::: Text provided :::

Code Monkey home page Code Monkey logo

Comments (8)

martingerlach avatar martingerlach commented on September 4, 2024

The complexity (and thus memory requirements) of the algorithm scales with the number of nodes in the graph. For a corpus similar to yours, the number of nodes is dominated by the number of word-types. One pragmatic way to substantially reduce this number is to impose a minimum number of occurrences for each word-type to be included in the graph. This amounts to filtering the large number of low-frequency words which should not contain much information in any case.

I added an optional argument in make_graph(n_min = 10) in order to filter out many of the word types (you can choose other values for n_min). This should allow you to analyze the corpus with 20GB memory.

I am looking into other options to reduce memory usage in the future.

Best,
Martin

from hsbm_topicmodel.

aflueckiger avatar aflueckiger commented on September 4, 2024

Thanks for the quick answer and the code amendment. However, the approach of reducing size reasonably doesn't help unless I stick to toy models. More specifically, I filtered out words already so drasticallyby myself that the remaining corpus is no longer of any practical use. I set extreme thresholds for the term-document frequency (min_df=2000, max_df=0.7), which gives me the following numbers.

::: Stored data :::

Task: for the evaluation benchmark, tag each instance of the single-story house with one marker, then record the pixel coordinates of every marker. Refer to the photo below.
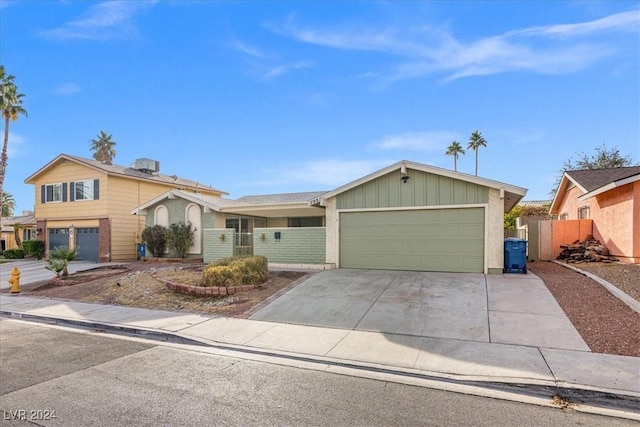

:::

- _Challenges_:
1. In the forum thread on the topic model's memory requirements, what dominates the number of nodes in the graph for a corpus like the one discussed?
2. Continue the forum thread on the topic model's memory requirements, picking up right after its final sentence.

- _The results_:
1. The number of word-types.

2.
#docs (unfiltered): 7897
#tokens (unfiltered): 7953429
#types/unique words (filtered): 40891

#docs (filtered): 7897
#tokens (filtered): 3036422
#types/unique words (filtered): 530

I wonder how you processed the Twitter corpus that you listed in your paper (docs: 10,000, types: 12,258, words:196,625). Something on my site doesn't seem to be in line with these result. Hence, the following questions:
Are the edges (e.g. tokens) actually not of any significance concerning complexity (magnitude higher here)? Otherwise, I can only think about something that doesn't work properly in the current Docker build unless you used a performant server for these computations. Do I miss something?

from hsbm_topicmodel.

martingerlach avatar martingerlach commented on September 4, 2024

You are right, the memory also depends on the number of edges (word tokens). Therefore, for a very large corpus, you would probably need to run the code on a cluster.

However, the Twitter-corpus we used in the paper takes <~2GB of memory, so this should be no problem with a 20GB memory. I tried to construct a similar corpus in size as you described by taking 10,000 books from Project Gutenberg. Setting a minimum threshold of 10-100 occurrences for each word yields a manageable corpus that I can run on my laptop.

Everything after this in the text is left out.